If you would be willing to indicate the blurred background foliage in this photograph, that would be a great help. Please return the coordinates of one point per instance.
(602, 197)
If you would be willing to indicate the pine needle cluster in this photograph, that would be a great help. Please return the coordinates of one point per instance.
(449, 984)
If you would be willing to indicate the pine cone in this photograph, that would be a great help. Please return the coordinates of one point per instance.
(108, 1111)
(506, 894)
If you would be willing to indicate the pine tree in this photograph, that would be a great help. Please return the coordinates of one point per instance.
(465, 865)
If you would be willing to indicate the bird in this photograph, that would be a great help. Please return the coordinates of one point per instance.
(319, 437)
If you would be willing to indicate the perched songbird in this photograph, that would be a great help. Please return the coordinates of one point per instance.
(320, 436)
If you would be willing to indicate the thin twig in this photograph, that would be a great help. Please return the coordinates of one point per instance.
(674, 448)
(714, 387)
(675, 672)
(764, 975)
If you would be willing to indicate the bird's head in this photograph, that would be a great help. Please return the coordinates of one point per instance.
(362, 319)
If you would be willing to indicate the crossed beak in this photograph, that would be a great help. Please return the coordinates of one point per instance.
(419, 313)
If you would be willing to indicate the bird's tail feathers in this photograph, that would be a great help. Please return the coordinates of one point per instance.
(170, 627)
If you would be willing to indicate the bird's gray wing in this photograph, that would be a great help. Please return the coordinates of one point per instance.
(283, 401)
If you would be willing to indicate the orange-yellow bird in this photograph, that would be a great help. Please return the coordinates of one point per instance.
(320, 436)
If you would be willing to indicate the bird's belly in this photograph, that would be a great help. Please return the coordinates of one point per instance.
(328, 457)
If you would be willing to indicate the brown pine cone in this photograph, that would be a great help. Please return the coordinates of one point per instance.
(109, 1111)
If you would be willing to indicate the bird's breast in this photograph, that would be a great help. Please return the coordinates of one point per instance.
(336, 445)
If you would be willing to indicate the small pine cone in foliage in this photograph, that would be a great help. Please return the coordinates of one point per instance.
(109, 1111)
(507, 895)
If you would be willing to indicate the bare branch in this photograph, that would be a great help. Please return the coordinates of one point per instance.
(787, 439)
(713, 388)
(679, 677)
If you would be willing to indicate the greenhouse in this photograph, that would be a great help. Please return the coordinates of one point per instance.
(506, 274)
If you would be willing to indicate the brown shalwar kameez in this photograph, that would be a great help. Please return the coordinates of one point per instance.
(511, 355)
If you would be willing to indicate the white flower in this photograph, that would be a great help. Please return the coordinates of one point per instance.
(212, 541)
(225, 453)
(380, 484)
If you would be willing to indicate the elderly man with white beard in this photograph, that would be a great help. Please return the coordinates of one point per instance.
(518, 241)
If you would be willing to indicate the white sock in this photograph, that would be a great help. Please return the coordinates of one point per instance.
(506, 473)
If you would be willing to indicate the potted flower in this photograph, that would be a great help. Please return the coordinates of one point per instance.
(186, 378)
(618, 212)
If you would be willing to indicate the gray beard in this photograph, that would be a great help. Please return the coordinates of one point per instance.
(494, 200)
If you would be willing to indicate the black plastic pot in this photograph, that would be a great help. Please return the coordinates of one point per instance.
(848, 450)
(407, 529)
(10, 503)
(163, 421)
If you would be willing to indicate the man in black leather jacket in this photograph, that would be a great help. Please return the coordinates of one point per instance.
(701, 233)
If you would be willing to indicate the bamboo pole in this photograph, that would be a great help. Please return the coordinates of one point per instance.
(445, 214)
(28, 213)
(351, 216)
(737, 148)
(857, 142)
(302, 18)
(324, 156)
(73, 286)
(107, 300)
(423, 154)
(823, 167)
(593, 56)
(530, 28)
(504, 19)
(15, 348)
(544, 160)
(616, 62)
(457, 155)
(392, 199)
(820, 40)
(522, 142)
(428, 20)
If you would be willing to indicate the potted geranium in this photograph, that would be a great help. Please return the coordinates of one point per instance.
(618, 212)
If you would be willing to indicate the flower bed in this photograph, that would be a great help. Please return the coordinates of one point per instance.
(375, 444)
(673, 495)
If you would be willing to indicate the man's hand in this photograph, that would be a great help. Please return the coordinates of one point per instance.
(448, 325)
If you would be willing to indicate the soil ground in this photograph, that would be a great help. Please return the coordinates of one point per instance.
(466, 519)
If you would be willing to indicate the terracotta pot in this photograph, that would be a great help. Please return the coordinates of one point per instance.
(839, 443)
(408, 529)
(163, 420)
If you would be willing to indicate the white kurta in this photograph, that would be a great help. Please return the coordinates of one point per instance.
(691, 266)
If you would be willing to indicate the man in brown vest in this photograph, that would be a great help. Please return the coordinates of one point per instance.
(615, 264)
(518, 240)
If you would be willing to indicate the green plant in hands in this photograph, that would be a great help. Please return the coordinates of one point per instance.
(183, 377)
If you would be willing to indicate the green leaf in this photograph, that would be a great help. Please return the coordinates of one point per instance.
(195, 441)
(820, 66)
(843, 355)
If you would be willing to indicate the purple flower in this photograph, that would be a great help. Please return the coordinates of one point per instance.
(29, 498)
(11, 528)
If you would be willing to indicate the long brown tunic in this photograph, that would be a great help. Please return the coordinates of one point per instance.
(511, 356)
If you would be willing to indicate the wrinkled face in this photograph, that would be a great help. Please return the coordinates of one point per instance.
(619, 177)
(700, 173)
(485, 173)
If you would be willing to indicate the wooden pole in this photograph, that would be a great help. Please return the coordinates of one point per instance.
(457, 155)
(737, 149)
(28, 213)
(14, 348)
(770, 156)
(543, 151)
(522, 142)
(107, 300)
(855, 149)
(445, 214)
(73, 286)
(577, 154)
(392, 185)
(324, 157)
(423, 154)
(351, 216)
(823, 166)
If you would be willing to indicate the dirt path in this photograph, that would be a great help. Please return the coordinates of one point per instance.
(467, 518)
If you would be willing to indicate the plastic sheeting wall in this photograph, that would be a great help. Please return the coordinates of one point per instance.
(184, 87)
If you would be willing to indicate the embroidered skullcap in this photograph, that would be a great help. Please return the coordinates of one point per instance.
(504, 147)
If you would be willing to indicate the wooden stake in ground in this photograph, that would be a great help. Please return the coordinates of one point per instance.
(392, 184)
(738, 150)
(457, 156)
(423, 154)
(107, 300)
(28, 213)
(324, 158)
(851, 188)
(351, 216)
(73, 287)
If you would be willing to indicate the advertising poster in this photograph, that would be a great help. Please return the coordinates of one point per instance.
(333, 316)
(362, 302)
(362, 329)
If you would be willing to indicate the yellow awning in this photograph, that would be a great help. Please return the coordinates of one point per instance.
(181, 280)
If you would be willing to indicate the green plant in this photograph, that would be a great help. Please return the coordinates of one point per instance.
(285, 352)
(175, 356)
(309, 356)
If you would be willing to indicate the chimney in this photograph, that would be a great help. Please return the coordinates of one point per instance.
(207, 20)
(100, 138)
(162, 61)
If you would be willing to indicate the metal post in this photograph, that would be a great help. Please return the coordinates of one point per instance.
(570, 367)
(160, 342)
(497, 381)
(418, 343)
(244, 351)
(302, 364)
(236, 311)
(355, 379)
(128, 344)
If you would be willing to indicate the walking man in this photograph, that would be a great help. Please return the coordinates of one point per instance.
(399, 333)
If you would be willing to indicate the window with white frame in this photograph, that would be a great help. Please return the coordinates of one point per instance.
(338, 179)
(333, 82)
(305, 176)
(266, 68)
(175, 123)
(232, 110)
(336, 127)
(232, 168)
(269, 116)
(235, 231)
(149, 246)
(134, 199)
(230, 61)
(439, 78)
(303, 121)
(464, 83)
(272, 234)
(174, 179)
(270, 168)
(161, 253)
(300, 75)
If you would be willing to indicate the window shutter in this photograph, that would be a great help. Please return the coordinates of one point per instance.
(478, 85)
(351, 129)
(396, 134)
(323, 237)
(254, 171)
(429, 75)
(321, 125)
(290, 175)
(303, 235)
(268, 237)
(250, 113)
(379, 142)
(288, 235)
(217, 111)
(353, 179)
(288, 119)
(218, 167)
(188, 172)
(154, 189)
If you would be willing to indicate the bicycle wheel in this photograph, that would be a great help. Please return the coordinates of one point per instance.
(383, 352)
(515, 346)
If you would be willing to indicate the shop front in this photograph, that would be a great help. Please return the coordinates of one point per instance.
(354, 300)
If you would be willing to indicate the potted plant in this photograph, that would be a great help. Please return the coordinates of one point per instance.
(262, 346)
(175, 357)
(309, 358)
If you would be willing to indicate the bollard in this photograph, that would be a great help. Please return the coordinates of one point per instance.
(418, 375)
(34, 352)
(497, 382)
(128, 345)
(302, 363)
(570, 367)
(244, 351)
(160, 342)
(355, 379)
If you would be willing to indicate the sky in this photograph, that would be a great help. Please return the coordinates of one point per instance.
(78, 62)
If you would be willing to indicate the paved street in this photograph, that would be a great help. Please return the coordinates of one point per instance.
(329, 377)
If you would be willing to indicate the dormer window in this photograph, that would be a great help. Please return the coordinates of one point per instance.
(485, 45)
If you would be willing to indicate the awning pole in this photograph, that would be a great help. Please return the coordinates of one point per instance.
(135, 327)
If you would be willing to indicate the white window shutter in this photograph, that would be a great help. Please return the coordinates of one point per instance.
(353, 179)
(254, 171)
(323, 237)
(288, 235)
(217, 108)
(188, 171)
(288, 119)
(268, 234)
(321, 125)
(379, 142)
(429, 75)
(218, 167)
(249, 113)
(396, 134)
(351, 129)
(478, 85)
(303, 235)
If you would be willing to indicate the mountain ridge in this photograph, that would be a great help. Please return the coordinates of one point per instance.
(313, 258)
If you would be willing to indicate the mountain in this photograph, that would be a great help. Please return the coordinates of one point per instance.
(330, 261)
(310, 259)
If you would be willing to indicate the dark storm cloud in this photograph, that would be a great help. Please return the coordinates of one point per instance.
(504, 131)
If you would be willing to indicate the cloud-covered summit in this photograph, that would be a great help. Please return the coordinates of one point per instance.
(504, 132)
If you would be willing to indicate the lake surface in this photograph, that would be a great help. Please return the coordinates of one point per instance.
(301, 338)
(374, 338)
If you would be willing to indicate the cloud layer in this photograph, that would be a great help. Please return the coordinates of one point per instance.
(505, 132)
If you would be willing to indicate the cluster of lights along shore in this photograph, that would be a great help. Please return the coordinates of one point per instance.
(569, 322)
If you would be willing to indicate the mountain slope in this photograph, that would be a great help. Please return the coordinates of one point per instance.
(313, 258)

DIRECTIONS →
Starting from the line containing "If you would be willing to indicate the lake", repeat each line through the end of the entries, exactly.

RESULT →
If you would be willing to indicate the lake surface in this photograph, that would be a great help. Please return the coordinates of one point per instance.
(301, 338)
(374, 338)
If you would be willing to indicate the cloud layer in this photograph, that would be a great help. Please return the coordinates of one point per instance.
(505, 132)
If you would be willing to indicate the cluster of lights along shore in this photograph, that would be a great help. Please return the coordinates of one point per instance.
(569, 322)
If you would be willing to indicate the mountain slope in this photograph, that would be a great help. Please return the coordinates of one point per instance.
(313, 258)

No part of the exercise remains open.